Excerpts from segmentation records:
★ ★ ★ ★ ★ ★ ★

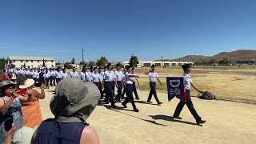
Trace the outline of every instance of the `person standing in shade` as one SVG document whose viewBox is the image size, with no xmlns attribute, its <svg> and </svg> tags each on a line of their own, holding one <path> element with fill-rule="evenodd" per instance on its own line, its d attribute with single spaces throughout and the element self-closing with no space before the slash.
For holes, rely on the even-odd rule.
<svg viewBox="0 0 256 144">
<path fill-rule="evenodd" d="M 75 67 L 73 67 L 73 71 L 70 72 L 70 78 L 80 78 Z"/>
<path fill-rule="evenodd" d="M 107 64 L 107 70 L 105 71 L 104 81 L 103 81 L 104 87 L 106 89 L 105 102 L 106 104 L 108 104 L 109 99 L 110 99 L 111 106 L 113 107 L 115 107 L 116 106 L 114 105 L 114 93 L 113 93 L 114 84 L 113 82 L 114 82 L 117 87 L 118 87 L 115 76 L 114 76 L 114 71 L 112 71 L 111 63 L 109 63 Z"/>
<path fill-rule="evenodd" d="M 54 81 L 54 73 L 53 72 L 52 69 L 50 68 L 50 86 L 53 86 L 53 81 Z"/>
<path fill-rule="evenodd" d="M 131 74 L 136 75 L 134 74 L 134 67 L 132 68 Z M 136 82 L 137 82 L 138 86 L 139 86 L 139 83 L 138 83 L 138 81 L 137 78 L 134 77 L 134 78 L 133 78 L 133 82 L 134 82 L 133 83 L 133 86 L 134 86 L 134 95 L 135 95 L 135 99 L 139 100 L 139 98 L 138 98 L 138 92 L 137 92 L 137 88 L 136 88 Z"/>
<path fill-rule="evenodd" d="M 62 73 L 60 72 L 60 67 L 58 67 L 56 69 L 56 72 L 55 72 L 55 75 L 56 75 L 56 83 L 58 85 L 58 83 L 62 80 Z"/>
<path fill-rule="evenodd" d="M 103 98 L 102 78 L 101 74 L 98 73 L 97 67 L 94 68 L 94 72 L 91 74 L 91 82 L 97 86 L 101 93 L 101 98 Z"/>
<path fill-rule="evenodd" d="M 119 66 L 117 67 L 117 71 L 114 72 L 114 74 L 115 74 L 115 77 L 117 78 L 117 83 L 118 86 L 118 95 L 115 98 L 115 100 L 118 101 L 118 102 L 121 102 L 122 90 L 123 83 L 124 83 L 123 82 L 124 75 Z"/>
<path fill-rule="evenodd" d="M 132 78 L 138 78 L 138 76 L 131 74 L 131 67 L 130 66 L 127 66 L 126 73 L 125 74 L 126 86 L 126 90 L 127 97 L 125 99 L 125 101 L 122 103 L 122 105 L 125 108 L 127 108 L 126 104 L 129 102 L 130 102 L 134 107 L 134 111 L 138 112 L 139 110 L 136 108 L 136 105 L 135 105 L 134 96 L 133 96 L 134 86 L 133 86 Z"/>
<path fill-rule="evenodd" d="M 155 90 L 156 80 L 158 80 L 161 86 L 162 86 L 162 85 L 158 78 L 158 73 L 156 73 L 154 70 L 155 70 L 155 66 L 154 66 L 154 65 L 152 65 L 151 70 L 145 74 L 148 75 L 150 78 L 150 92 L 149 94 L 149 98 L 147 98 L 147 102 L 152 103 L 151 98 L 152 98 L 152 95 L 154 95 L 155 100 L 158 102 L 158 105 L 160 106 L 162 102 L 159 101 L 158 95 L 157 95 L 157 90 Z"/>
<path fill-rule="evenodd" d="M 66 72 L 66 69 L 62 69 L 62 79 L 67 78 L 69 77 L 69 74 Z"/>
<path fill-rule="evenodd" d="M 38 74 L 38 72 L 36 70 L 36 68 L 34 68 L 34 73 L 33 73 L 33 79 L 34 79 L 34 82 L 38 82 L 38 80 L 37 80 Z"/>
<path fill-rule="evenodd" d="M 56 70 L 54 68 L 53 68 L 53 76 L 54 76 L 54 79 L 53 79 L 54 85 L 56 86 Z"/>
<path fill-rule="evenodd" d="M 195 109 L 194 107 L 194 105 L 193 105 L 193 102 L 192 102 L 192 100 L 190 98 L 190 86 L 192 86 L 194 90 L 196 90 L 197 91 L 198 91 L 201 94 L 202 94 L 203 91 L 199 90 L 192 83 L 192 79 L 190 76 L 190 73 L 191 71 L 191 65 L 190 64 L 182 65 L 182 68 L 184 70 L 184 74 L 182 75 L 182 77 L 184 78 L 183 83 L 184 83 L 184 88 L 186 90 L 184 94 L 186 97 L 185 98 L 185 102 L 181 100 L 179 102 L 179 103 L 177 105 L 175 112 L 174 114 L 174 118 L 182 119 L 181 117 L 179 117 L 179 114 L 181 114 L 181 112 L 183 109 L 183 106 L 186 104 L 186 106 L 189 108 L 190 113 L 192 114 L 193 117 L 196 120 L 197 124 L 198 125 L 203 124 L 206 121 L 202 120 L 202 118 L 198 114 L 197 111 L 195 110 Z"/>
</svg>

★ ★ ★ ★ ★ ★ ★

§ **Given problem**
Copy every line of the listing above without any change, leaving the pictures out of your answer.

§ **Reply to the task**
Trace the outline of every instance of the `person standing in shade` as one SVG document whose viewBox is the image size, with no xmlns attribute, its <svg> and </svg> tags each on a line of their own, holding one <path> element with fill-rule="evenodd" per instance on its own line, its d attribute with single spaces throughout and the element self-closing with no space before the slash.
For holes, rely on the even-odd rule.
<svg viewBox="0 0 256 144">
<path fill-rule="evenodd" d="M 75 67 L 73 67 L 73 71 L 70 72 L 70 78 L 80 78 Z"/>
<path fill-rule="evenodd" d="M 107 64 L 107 70 L 105 71 L 104 81 L 103 81 L 104 87 L 106 89 L 105 102 L 106 104 L 108 104 L 109 99 L 110 99 L 111 106 L 113 107 L 115 107 L 116 106 L 114 105 L 114 93 L 113 93 L 114 84 L 113 82 L 114 82 L 117 87 L 118 87 L 115 76 L 114 76 L 114 71 L 112 71 L 111 63 L 109 63 Z"/>
<path fill-rule="evenodd" d="M 54 81 L 54 73 L 53 72 L 52 69 L 50 68 L 50 86 L 53 86 L 53 81 Z"/>
<path fill-rule="evenodd" d="M 131 74 L 136 75 L 134 74 L 134 67 L 132 68 Z M 136 82 L 137 82 L 138 86 L 139 86 L 139 83 L 138 83 L 138 81 L 137 78 L 134 77 L 134 78 L 133 78 L 133 82 L 134 82 L 133 83 L 133 86 L 134 86 L 134 95 L 135 95 L 135 99 L 139 100 L 139 98 L 138 98 L 138 92 L 137 92 L 137 88 L 136 88 Z"/>
<path fill-rule="evenodd" d="M 62 73 L 60 72 L 60 67 L 58 67 L 56 69 L 56 72 L 55 72 L 55 75 L 56 75 L 56 83 L 58 85 L 58 83 L 62 80 Z"/>
<path fill-rule="evenodd" d="M 103 98 L 102 78 L 101 74 L 98 73 L 97 67 L 94 68 L 94 72 L 91 74 L 91 82 L 97 86 L 101 93 L 101 98 Z"/>
<path fill-rule="evenodd" d="M 119 66 L 117 67 L 117 71 L 114 72 L 114 74 L 115 74 L 115 77 L 117 78 L 117 83 L 118 86 L 118 95 L 115 98 L 115 100 L 118 101 L 118 102 L 121 102 L 122 90 L 123 83 L 124 83 L 123 82 L 124 75 Z"/>
<path fill-rule="evenodd" d="M 132 78 L 138 78 L 138 76 L 131 74 L 131 67 L 130 66 L 127 66 L 126 73 L 125 74 L 126 86 L 126 90 L 127 97 L 125 99 L 125 101 L 122 103 L 122 105 L 125 108 L 127 108 L 126 104 L 129 102 L 130 102 L 134 107 L 134 111 L 138 112 L 139 110 L 136 108 L 136 105 L 135 105 L 134 96 L 133 96 L 134 86 L 133 86 Z"/>
<path fill-rule="evenodd" d="M 155 90 L 156 80 L 158 80 L 161 86 L 162 86 L 162 85 L 158 78 L 158 73 L 156 73 L 154 70 L 155 70 L 155 66 L 154 66 L 154 65 L 152 65 L 151 70 L 145 74 L 148 75 L 150 78 L 150 92 L 149 94 L 149 98 L 147 98 L 147 102 L 152 103 L 151 98 L 152 98 L 152 95 L 154 95 L 155 100 L 158 102 L 158 105 L 160 106 L 162 102 L 159 101 L 158 95 L 157 95 L 157 90 Z"/>
<path fill-rule="evenodd" d="M 66 72 L 66 69 L 62 69 L 62 79 L 67 78 L 69 77 L 69 74 Z"/>
<path fill-rule="evenodd" d="M 38 74 L 38 72 L 36 70 L 36 68 L 34 68 L 34 73 L 33 73 L 33 79 L 34 79 L 34 82 L 38 82 L 38 80 L 37 80 Z"/>
<path fill-rule="evenodd" d="M 56 70 L 54 68 L 53 68 L 53 76 L 54 76 L 54 79 L 53 79 L 54 85 L 56 86 Z"/>
<path fill-rule="evenodd" d="M 195 109 L 194 107 L 194 105 L 193 105 L 193 102 L 192 102 L 192 100 L 190 98 L 190 86 L 192 86 L 194 90 L 196 90 L 197 91 L 198 91 L 201 94 L 202 94 L 203 91 L 199 90 L 192 83 L 192 79 L 190 76 L 190 73 L 191 71 L 191 65 L 190 64 L 182 65 L 182 68 L 184 70 L 184 74 L 182 75 L 182 77 L 184 78 L 183 83 L 184 83 L 184 88 L 186 90 L 184 94 L 186 97 L 185 98 L 185 102 L 181 100 L 179 102 L 179 103 L 177 105 L 175 112 L 174 114 L 174 118 L 182 119 L 181 117 L 179 117 L 179 114 L 181 114 L 181 112 L 183 109 L 183 106 L 186 104 L 186 106 L 189 108 L 190 113 L 192 114 L 193 117 L 196 120 L 197 124 L 198 125 L 203 124 L 206 121 L 202 120 L 202 118 L 198 114 L 197 111 L 195 110 Z"/>
</svg>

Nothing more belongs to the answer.